++++ Extracted material

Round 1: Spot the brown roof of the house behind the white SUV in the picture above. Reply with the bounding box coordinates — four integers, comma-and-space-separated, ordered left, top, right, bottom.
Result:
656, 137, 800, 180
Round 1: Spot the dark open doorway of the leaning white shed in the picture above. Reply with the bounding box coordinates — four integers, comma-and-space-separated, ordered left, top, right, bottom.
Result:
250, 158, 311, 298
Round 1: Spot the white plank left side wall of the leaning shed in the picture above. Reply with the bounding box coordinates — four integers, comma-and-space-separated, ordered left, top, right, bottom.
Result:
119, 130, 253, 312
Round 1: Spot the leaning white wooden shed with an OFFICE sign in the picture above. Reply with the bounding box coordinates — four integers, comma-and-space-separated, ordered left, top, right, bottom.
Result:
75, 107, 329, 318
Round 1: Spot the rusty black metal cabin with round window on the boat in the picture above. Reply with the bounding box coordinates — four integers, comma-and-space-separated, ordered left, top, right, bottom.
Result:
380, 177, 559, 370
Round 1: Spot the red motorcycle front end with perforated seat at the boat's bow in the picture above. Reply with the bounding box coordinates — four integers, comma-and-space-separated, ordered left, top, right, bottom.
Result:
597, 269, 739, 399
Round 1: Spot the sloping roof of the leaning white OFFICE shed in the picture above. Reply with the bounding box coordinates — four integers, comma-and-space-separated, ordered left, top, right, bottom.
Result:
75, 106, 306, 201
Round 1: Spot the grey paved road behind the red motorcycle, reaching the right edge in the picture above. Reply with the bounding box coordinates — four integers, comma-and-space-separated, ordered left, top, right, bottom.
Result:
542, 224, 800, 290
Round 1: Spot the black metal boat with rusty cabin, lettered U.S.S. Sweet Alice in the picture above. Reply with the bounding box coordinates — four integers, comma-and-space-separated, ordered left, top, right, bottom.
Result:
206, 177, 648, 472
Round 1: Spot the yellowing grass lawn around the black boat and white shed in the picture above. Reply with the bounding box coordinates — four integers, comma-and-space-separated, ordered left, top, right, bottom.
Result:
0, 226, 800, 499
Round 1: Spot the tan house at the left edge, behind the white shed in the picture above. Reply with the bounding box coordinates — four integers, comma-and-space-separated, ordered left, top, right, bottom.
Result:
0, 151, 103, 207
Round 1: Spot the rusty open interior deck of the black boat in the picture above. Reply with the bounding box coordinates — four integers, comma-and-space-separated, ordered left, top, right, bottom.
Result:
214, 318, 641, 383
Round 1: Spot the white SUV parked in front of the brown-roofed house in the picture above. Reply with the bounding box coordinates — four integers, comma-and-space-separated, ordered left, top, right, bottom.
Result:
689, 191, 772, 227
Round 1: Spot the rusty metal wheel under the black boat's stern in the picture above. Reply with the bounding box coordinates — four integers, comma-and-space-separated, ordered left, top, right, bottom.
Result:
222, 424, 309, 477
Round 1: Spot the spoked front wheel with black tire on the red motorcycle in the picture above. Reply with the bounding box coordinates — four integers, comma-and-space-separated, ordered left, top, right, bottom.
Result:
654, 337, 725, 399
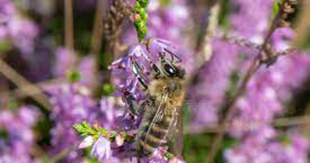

++++++++

▶ [What this task involves] Everything in the listing above is to be given again exactly, apart from the pictures.

▶ [Solution to the problem]
Round 1: Spot the brown roof of the house behind the white SUV in the picture above. Reply with the bounding box coordinates — four integers, comma-and-space-separated, ordered left, top, right, bottom.
Result:
656, 137, 800, 180
Round 1: Spot the dark open doorway of the leaning white shed in the picture above. Reply with the bounding box coordinates — four integers, comma-and-space-separated, ordered left, top, right, bottom.
Result:
250, 158, 311, 298
Round 1: Spot the white plank left side wall of the leaning shed in the picture above. Reply with the bounding box coordinates — four integers, comma-and-space-separated, ordered left, top, right, bottom.
Result:
119, 130, 253, 312
Round 1: Spot the leaning white wooden shed with an OFFICE sign in the picture above. Reply with the bounding box coordinates — four integers, comma-and-space-separated, ordered left, top, right, bottom.
Result:
75, 107, 329, 318
Round 1: Spot the rusty black metal cabin with round window on the boat in the picture above. Reply with the bounding box coordinates — four integers, comma-and-space-separated, ordered left, top, right, bottom.
Result:
380, 177, 559, 370
Round 1: Spot the red motorcycle front end with perforated seat at the boat's bow in the picture above. Reply with the bounding box coordinates — four integers, comma-and-space-separated, ordered left, top, right, bottom.
Result:
597, 269, 739, 399
Round 1: Spot the sloping roof of the leaning white OFFICE shed in the picture above. Reply with the bounding box coordinates — four integers, comma-and-space-separated, ordered left, top, right, bottom.
Result:
75, 106, 306, 201
Round 1: Spot the grey paved road behind the red motorcycle, reaching the right edge in the picture above. Reply with the bounding box coordinates — four integers, comma-and-space-separated, ordered left, top, right, bottom.
Result:
542, 224, 800, 290
Round 1: Spot the black metal boat with rusty cabin, lettered U.S.S. Sweet Alice in the picture above. Reply with the bounding box coordinates — four integers, comma-and-space-separated, ordered left, top, right, bottom.
Result:
206, 177, 648, 472
Round 1: Spot the yellowing grass lawn around the black boat and white shed in the picture above. Reply with the bounding box coordinates — four integers, comma-and-space-separated, ordered left, top, right, bottom.
Result:
0, 226, 800, 499
Round 1: Spot the tan house at the left edge, behind the white shed in the picture above. Reply with the bounding box coordinates — four integers, comma-and-space-separated, ordered left, top, right, bottom.
Result:
0, 151, 103, 207
Round 1: Spot the rusty open interior deck of the black boat in the picture above. Reply with the bounding box coordinates — four integers, comma-and-space-separated, ordered left, top, right, bottom.
Result:
214, 318, 641, 383
Round 1: Spot the white SUV parked in front of the brown-roofed house in the picture above. Reply with the bounding box coordinates — four integers, comma-and-space-separated, ordered left, top, right, bottom.
Result:
689, 191, 772, 227
Round 1: Spot the rusty metal wheel under the black boat's stern in the picture above. Reply with the bounding box coordinates — four integers, comma-and-space-separated, ordered left, top, right, bottom.
Result:
222, 424, 309, 477
Round 1: Spot the spoked front wheel with black tire on the red motorcycle in the picture above. Reply with the bounding box coordinates — four integers, comma-and-space-separated, ordered left, top, right, bottom.
Result:
654, 337, 725, 399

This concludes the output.